*Directions*: Everything in the records below except the pictures must be written out exactly.

*Dataset*:
++++++++++++++++++++

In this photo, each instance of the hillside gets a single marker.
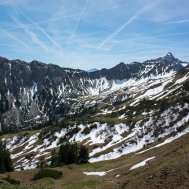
(168, 169)
(124, 115)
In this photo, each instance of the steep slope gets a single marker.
(124, 117)
(34, 94)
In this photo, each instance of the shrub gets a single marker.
(47, 173)
(11, 180)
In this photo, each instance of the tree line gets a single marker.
(69, 153)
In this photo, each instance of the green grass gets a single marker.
(51, 173)
(84, 184)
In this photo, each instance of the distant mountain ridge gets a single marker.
(34, 93)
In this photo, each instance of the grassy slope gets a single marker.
(169, 169)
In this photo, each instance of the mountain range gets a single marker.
(117, 111)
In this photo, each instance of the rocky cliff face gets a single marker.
(34, 93)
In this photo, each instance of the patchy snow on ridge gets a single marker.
(142, 163)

++++++++++++++++++++

*Output*:
In this photo, each instance of the hillside gets a single marker.
(168, 169)
(124, 115)
In this photo, each instance of the steep slope gets a single marker.
(124, 117)
(34, 94)
In this photo, each instance of the shrub gets a single marker.
(47, 173)
(11, 180)
In this photo, each instance of the tree line gets a single marker.
(69, 153)
In this photo, each instance of the green grass gets a single marker.
(51, 173)
(84, 184)
In this photo, each instance of the distant mountain ridge gets a single marker.
(34, 93)
In this photo, each instance of the grassy slope gets a single marker.
(169, 169)
In this photo, each instance of the mountain range gets a single marker.
(117, 111)
In this photo, each instance of the rocky cliff face gets a single marker.
(34, 93)
In this photo, each instance of the patchy snow on ridge gets a single marker.
(142, 163)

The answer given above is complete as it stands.